** Opening Text segment block **

Capturing and Computer Reasoning with Quantitative and Semantic Information in Radiology Images


The use of semantic Web technologies to make the myriad of data in cyberspace accessible to intelligent agents is well established. However, a crucial type of information on the Web--and especially in life sciences--is imaging, which is largely being overlooked in current semantic Web endeavors. We are developing methods and tools to enable the transparent discovery and use of large distributed collections of medical images within hospital information systems and ultimately on the Web.  Our approach is to make the human and machine descriptions of image content machine-accessible through "semantic annotation" using ontologies, capturing semantic and quantitative information from images as physicians view them in a manner that minimally affects their current workflow.  We exploit new standards for making image contents explicit and publishable on the semantic Web. We will describe tools and methods we are developing and preliminary results using them for response assessment in cancer.  While this work is focused on images in the life sciences, it has broader applicability to all images on the Web. Our ultimate goal is to enable semantic integration of images and all the related scientific data pertaining to their content so that physicians and basic scientists can have the best understanding of the biological and physiological significance of image content.

** Closing Text segment block **

**Try it**
Please return the full text on capturing quantitative and semantic information in radiology images, word for word.

** Opening Given entries block **

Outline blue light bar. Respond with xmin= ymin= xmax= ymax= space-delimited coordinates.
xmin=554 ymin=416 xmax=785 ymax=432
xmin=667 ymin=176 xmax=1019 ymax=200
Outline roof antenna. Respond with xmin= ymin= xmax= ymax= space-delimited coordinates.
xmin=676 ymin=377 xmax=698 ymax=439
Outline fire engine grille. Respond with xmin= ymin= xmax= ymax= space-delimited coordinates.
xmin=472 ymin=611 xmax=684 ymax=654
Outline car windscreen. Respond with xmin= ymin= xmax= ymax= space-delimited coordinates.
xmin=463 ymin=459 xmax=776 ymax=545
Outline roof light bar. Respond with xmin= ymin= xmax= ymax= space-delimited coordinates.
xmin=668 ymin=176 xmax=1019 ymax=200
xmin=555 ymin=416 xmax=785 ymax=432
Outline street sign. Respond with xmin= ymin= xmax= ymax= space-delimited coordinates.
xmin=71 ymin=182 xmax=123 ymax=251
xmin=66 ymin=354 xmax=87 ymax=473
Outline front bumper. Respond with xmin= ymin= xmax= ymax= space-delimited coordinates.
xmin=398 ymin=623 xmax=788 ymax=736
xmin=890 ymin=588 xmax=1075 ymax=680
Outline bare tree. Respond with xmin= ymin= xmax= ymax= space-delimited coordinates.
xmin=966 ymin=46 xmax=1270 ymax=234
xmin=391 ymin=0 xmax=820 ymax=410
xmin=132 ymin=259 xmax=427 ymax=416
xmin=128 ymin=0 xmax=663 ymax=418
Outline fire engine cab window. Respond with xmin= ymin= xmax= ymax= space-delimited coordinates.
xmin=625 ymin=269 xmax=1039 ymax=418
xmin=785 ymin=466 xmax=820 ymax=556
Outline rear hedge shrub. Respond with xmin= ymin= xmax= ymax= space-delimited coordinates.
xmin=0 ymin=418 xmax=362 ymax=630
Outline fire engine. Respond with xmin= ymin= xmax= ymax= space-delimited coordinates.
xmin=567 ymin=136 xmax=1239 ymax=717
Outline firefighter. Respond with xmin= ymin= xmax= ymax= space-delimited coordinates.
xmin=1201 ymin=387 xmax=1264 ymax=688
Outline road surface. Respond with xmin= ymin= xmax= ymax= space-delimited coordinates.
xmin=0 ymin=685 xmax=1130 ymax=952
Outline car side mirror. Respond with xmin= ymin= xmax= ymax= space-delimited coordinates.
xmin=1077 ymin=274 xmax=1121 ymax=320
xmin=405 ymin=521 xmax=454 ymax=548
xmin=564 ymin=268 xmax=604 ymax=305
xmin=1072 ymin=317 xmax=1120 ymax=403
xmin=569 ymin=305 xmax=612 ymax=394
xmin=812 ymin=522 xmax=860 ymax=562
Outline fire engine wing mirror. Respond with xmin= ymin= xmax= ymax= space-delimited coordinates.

** Closing Given entries block **

**Task solution**
Capturing and Computer Reasoning with Quantitative and Semantic Information in Radiology Images


The use of semantic Web technologies to make the myriad of data in cyberspace accessible to intelligent agents is well established. However, a crucial type of information on the Web--and especially in life sciences--is imaging, which is largely being overlooked in current semantic Web endeavors. We are developing methods and tools to enable the transparent discovery and use of large distributed collections of medical images within hospital information systems and ultimately on the Web.  Our approach is to make the human and machine descriptions of image content machine-accessible through "semantic annotation" using ontologies, capturing semantic and quantitative information from images as physicians view them in a manner that minimally affects their current workflow.  We exploit new standards for making image contents explicit and publishable on the semantic Web. We will describe tools and methods we are developing and preliminary results using them for response assessment in cancer.  While this work is focused on images in the life sciences, it has broader applicability to all images on the Web. Our ultimate goal is to enable semantic integration of images and all the related scientific data pertaining to their content so that physicians and basic scientists can have the best understanding of the biological and physiological significance of image content.